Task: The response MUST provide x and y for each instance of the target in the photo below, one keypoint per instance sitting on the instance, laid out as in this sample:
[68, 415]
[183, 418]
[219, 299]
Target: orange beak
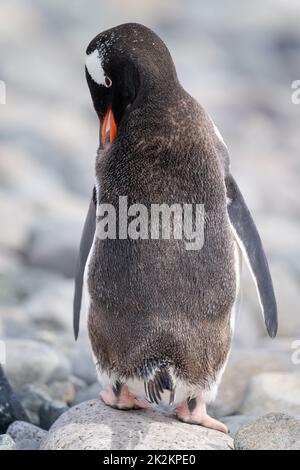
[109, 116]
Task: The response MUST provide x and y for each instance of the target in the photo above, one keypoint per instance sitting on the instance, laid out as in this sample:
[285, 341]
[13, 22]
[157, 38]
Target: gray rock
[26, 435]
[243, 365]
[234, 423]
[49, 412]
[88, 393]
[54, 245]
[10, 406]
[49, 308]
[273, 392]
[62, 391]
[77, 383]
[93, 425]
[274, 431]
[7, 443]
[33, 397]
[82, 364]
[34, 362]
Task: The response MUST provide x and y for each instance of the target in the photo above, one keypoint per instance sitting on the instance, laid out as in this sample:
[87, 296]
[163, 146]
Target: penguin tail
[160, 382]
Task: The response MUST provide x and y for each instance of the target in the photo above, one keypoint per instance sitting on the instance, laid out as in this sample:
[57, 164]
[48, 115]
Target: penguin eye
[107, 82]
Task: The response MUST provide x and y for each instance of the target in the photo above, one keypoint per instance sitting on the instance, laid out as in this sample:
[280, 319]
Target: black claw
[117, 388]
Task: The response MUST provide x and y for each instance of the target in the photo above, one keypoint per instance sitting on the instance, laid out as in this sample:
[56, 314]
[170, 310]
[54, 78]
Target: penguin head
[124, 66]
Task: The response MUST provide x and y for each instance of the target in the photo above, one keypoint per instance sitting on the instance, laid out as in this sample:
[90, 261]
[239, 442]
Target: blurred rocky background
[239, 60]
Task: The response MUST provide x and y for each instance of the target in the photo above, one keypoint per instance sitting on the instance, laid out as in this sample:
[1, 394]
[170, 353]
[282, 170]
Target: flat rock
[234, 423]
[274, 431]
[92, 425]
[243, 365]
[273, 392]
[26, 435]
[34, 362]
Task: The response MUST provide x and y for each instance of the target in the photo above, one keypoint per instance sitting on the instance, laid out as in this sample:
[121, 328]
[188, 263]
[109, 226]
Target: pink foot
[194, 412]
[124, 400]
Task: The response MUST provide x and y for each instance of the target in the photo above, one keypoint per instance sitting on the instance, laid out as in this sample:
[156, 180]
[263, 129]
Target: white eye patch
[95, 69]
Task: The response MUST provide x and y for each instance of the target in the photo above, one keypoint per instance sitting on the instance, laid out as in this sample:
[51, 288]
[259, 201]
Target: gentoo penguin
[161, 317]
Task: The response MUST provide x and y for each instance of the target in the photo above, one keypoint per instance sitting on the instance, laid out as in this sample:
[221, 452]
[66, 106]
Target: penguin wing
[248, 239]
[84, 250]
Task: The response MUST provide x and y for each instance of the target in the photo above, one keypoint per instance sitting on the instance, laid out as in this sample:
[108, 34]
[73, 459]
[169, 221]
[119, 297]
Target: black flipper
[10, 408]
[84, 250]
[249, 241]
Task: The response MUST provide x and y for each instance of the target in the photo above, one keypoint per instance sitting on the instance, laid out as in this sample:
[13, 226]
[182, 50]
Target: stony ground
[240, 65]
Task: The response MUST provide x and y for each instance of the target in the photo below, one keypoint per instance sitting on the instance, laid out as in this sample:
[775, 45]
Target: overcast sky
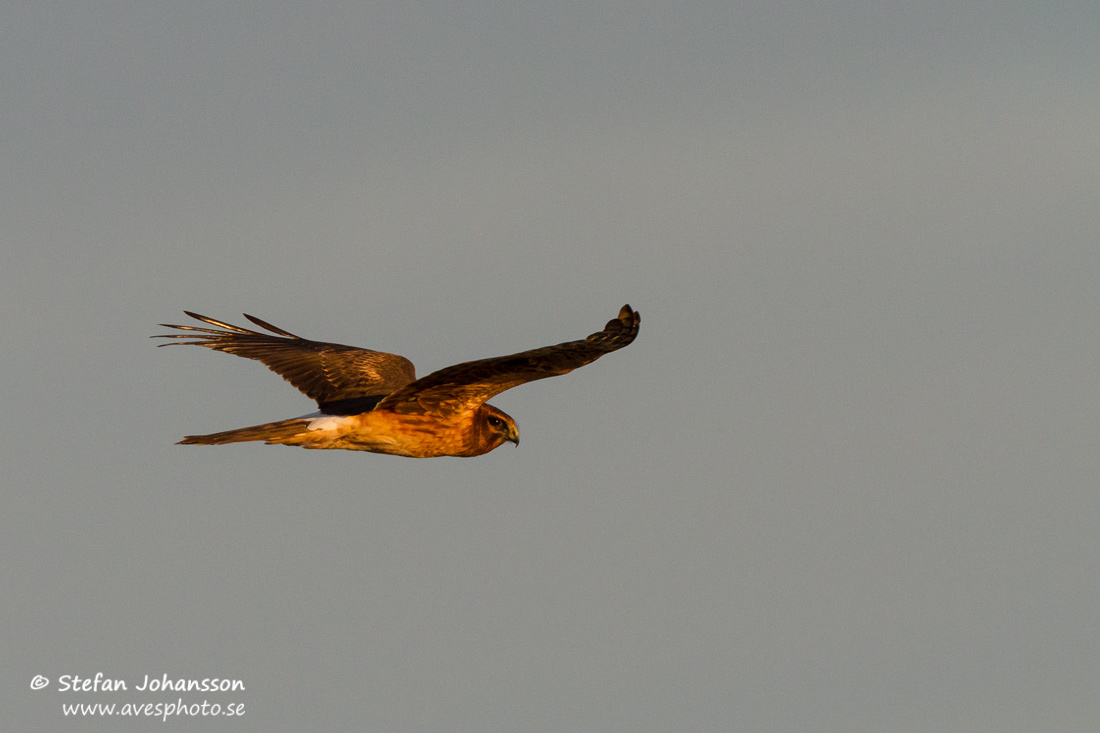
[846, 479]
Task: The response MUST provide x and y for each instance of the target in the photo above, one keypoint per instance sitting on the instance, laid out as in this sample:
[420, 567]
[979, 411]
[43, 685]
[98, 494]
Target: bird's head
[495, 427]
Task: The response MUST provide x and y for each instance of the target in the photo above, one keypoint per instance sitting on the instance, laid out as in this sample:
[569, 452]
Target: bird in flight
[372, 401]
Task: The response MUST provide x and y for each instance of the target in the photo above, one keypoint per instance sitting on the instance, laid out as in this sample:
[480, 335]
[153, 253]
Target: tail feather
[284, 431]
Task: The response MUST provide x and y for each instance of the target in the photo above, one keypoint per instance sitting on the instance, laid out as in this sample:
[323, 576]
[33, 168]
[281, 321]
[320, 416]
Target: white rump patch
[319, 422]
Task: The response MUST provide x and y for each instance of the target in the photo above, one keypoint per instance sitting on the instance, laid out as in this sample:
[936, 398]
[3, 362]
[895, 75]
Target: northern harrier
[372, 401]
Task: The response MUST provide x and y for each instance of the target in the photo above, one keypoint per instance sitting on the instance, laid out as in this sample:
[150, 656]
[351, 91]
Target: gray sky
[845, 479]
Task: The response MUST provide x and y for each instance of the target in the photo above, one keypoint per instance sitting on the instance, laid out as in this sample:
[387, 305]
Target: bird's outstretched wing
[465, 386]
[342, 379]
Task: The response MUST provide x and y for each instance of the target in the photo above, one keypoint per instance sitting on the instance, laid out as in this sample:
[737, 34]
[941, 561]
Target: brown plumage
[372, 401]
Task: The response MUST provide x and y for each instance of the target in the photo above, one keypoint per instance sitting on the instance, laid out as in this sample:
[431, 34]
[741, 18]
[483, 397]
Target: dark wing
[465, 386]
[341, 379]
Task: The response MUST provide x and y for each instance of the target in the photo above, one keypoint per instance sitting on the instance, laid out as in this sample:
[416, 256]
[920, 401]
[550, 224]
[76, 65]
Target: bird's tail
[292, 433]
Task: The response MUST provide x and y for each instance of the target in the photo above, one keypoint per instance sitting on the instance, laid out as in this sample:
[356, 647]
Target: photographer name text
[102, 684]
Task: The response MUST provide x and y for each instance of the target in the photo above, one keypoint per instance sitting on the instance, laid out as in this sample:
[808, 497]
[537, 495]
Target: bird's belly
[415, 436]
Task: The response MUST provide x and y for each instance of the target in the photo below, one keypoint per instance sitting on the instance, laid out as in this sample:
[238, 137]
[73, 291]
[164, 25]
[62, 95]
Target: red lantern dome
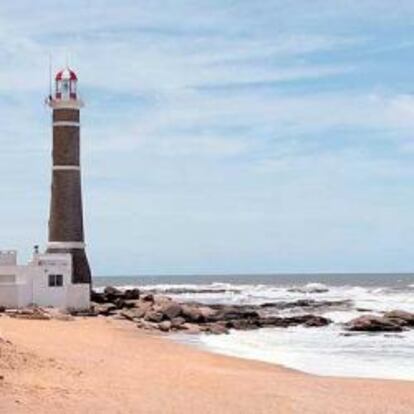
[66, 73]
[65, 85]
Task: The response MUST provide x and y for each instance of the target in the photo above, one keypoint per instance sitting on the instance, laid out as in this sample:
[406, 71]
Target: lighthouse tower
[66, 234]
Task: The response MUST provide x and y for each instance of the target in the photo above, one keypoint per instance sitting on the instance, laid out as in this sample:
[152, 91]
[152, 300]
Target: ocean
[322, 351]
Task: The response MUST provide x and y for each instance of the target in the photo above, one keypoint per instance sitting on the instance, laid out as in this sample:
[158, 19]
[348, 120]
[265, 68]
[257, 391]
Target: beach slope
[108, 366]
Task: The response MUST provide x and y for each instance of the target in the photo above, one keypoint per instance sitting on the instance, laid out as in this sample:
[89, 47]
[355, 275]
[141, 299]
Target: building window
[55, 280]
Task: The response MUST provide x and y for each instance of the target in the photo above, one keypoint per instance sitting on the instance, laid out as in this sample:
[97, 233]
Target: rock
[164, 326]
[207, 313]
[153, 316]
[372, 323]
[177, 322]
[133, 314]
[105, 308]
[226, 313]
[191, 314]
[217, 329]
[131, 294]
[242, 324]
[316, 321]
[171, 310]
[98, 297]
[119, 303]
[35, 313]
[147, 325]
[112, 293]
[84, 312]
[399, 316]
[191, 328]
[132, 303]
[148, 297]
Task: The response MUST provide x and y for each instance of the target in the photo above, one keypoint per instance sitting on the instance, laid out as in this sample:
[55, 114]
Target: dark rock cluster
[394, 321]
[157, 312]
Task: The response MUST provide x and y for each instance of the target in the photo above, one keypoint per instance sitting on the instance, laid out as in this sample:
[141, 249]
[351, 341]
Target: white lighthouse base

******

### Work instructions:
Each record above should come back exactly the same, only without its pictures.

### Solution:
Task: The response MUST provide x and y for each instance of the target in the photo below, one keypoint per instance sitting on the instance, laid out as in this sample:
[68, 415]
[183, 418]
[219, 299]
Target: orange beak
[109, 116]
Task: The response MUST provide x and y for each instance of the target in the photo above, one keypoint per instance sitting on the instance, laid out as in this sample:
[285, 341]
[13, 22]
[157, 38]
Target: gray rock
[26, 435]
[243, 365]
[234, 423]
[49, 412]
[88, 393]
[54, 245]
[10, 406]
[49, 308]
[273, 392]
[62, 391]
[77, 383]
[93, 425]
[274, 431]
[7, 443]
[33, 397]
[82, 364]
[34, 362]
Task: The response MUST provide x and y for each instance of the target in the photo above, one keypoint per instance sitting on the instance, laid out as in this sample:
[87, 296]
[163, 146]
Target: penguin tail
[160, 382]
Task: The response MUST provide x and y for each instance of the target in the photo above, one keypoint per instance sitting on the instance, laid out as in this sample:
[57, 164]
[48, 115]
Target: penguin eye
[107, 82]
Task: The response MUST provide x and y for each instance of the target in the photo above, one keypoint per instance sitting on the instance, laid out as in this sample:
[280, 319]
Target: black claw
[117, 388]
Task: The response MUST provide x and y for each instance of the target in the photo above, one keypoint per instance sitting on the instance, laid out as in this sample:
[56, 314]
[170, 310]
[54, 78]
Target: penguin head
[124, 66]
Task: The response MUST provide x and y for each instance of the target in the photo above, one keypoint per instance sitting on the instance, laid out as in this sample:
[90, 261]
[239, 442]
Target: blurred rocky background
[239, 60]
Task: The response MUST provide x and y for each instance of the target in the photo above, one keypoint per instance sitting on the instance, laid out as in this sample:
[1, 394]
[170, 353]
[282, 170]
Target: flat rock
[234, 423]
[274, 431]
[92, 425]
[243, 365]
[273, 392]
[26, 435]
[34, 362]
Task: The response MUST provide x and y for each instance of the target in the photo above, one keypoint per instance sitting on the instance, laid out as in this sample:
[121, 328]
[188, 263]
[109, 226]
Target: pink foot
[194, 412]
[124, 400]
Task: The response MUST provide x and y for each instance of the target in the photo above, one keypoint per instance sitting on the instance, laid out as in this sample:
[156, 180]
[263, 129]
Target: white eye patch
[95, 69]
Task: The response MUST provide x and y for each instance of the target in the photo above, one keypoint per instance sitting on the instance, laid out as in this sample:
[51, 288]
[259, 201]
Target: gentoo penguin
[161, 317]
Task: The response MUST provide x and y for each instance of the target in the photo above, one keypoint per instance sitting on the instance, laid out as in this sample:
[221, 452]
[66, 106]
Target: penguin wing
[248, 239]
[84, 250]
Task: The response MUST provide x and y for each instance of the target in the photo above, one keypoint per instance sitting on the instance, laid out as in this sample:
[108, 34]
[73, 459]
[169, 221]
[119, 297]
Target: black flipper
[10, 408]
[84, 250]
[249, 241]
Task: The response MUST provide x and y for each instance of the target in the photo above, one keypoint per instance sitting on the instance, laid out as in this sample:
[13, 226]
[182, 50]
Target: stony ground
[240, 65]
Task: The response MUST provide x and y for each instance of the target in the photo below, one keypoint per instance sitting on the instance, laid out as in this sample:
[775, 45]
Target: overcast sky
[846, 479]
Task: The response MUST provide x and y for each instance of the target in the photo above, one keypoint per instance sitting on the instance, laid out as in this sample:
[420, 567]
[979, 411]
[43, 685]
[98, 494]
Target: bird's head
[495, 427]
Task: The response MUST provide x and y for each instance of the target in the photo above, one keypoint per instance sitting on the instance, laid out as in this sample:
[569, 452]
Target: bird in flight
[372, 401]
Task: The response MUST provide x and y for each instance of the target in the photo above, one keypoint per instance sitting on the instance, laid out as in this sample:
[480, 335]
[153, 253]
Target: tail feather
[284, 431]
Task: The response MUST provide x and y for each instance of the target in the photo above, one keypoint per instance sitting on the instance, laid out as in this sample:
[323, 576]
[33, 168]
[281, 321]
[320, 416]
Target: white rump patch
[319, 422]
Task: The response MUST provide x and y for each instance of the target in the photo above, one keypoint per instance sitting on the instance, laid out as in this sample:
[936, 398]
[3, 362]
[895, 75]
Target: northern harrier
[372, 401]
Task: The response MUST provide x and y for each instance of the target in the photo above, one keypoint per instance sitting on the instance, laid out as in this sample:
[150, 656]
[351, 91]
Target: gray sky
[845, 479]
Task: The response MUST provide x and y for each instance of the target in the photo above, one keypoint per instance sitting on the instance, laid out as in this sample:
[387, 305]
Target: bird's outstretched wing
[465, 386]
[342, 379]
Task: The response MUST provide x and y for each instance of the target in the photo above, one keypoint per instance sitting on the instance, laid out as in this sample:
[737, 34]
[941, 561]
Target: brown plumage
[372, 401]
Task: The response MUST provide x and y for each instance of the target in the photo above, one keypoint per instance sitting on the instance, laid out as in this sample:
[431, 34]
[741, 18]
[483, 397]
Target: dark wing
[465, 386]
[341, 379]
Task: The response MUST provide x and y for each instance of the target in the photo above, one keypoint per instance sitting on the instance, laid out as in this sample:
[416, 256]
[920, 401]
[550, 224]
[76, 65]
Target: bird's tail
[292, 433]
Task: The response MUST provide x and y for each instance of the target in the photo above, one keypoint per instance sitting on the instance, laid out as in this sample:
[356, 647]
Target: photographer name text
[102, 684]
Task: The response MUST provide x and y for each instance of the target in the photo above, one keypoint per instance sitting on the instance, laid out as in this sample:
[808, 497]
[537, 495]
Target: bird's belly
[415, 436]
Task: The response MUST provide x and y for each instance of the target in the photo below, one keypoint per instance sitting on the instance, laid out as in this sample:
[238, 137]
[73, 291]
[164, 25]
[62, 95]
Target: red lantern dome
[66, 73]
[65, 85]
Task: The response MUST provide x and y for each instance of the target in the photo above, one keypoint per instance sitting on the instance, laid out as in this sample:
[406, 71]
Target: lighthouse tower
[66, 234]
Task: The response MUST provide x and y for each instance of the target in the photo above, one keypoint per instance sitting on the instance, laid out as in this sample:
[152, 91]
[152, 300]
Target: ocean
[322, 351]
Task: The response MUST provide x and y for each instance of the target in the photo above, one keypoint per instance sitting on the instance, laid out as in this sample:
[158, 19]
[348, 120]
[265, 68]
[257, 391]
Target: beach slope
[108, 366]
Task: The response MUST provide x and y for each instance of the target in the photo above, one keypoint per instance sitting on the instance, laid out as in this sample:
[89, 47]
[355, 275]
[141, 299]
Target: building window
[55, 280]
Task: The response MUST provide x and y for each instance of the target in the photo above, one keypoint per instance sitting on the instance, laid out as in this sample:
[97, 233]
Target: rock
[164, 326]
[207, 313]
[153, 316]
[372, 323]
[177, 322]
[133, 314]
[105, 308]
[226, 313]
[191, 314]
[217, 329]
[131, 294]
[242, 324]
[316, 321]
[171, 310]
[98, 297]
[119, 303]
[35, 313]
[147, 325]
[112, 293]
[84, 312]
[399, 316]
[191, 328]
[132, 303]
[148, 297]
Task: The response MUST provide x and y for each instance of the target in the photo above, one keypoint per instance sitting on the instance, laid out as in this sample:
[55, 114]
Target: dark rock cluster
[394, 321]
[157, 312]
Task: The response MUST provide x and y for each instance of the target in the photo above, one keypoint per instance sitting on the instance, laid out as in this sample:
[141, 249]
[351, 341]
Target: white lighthouse base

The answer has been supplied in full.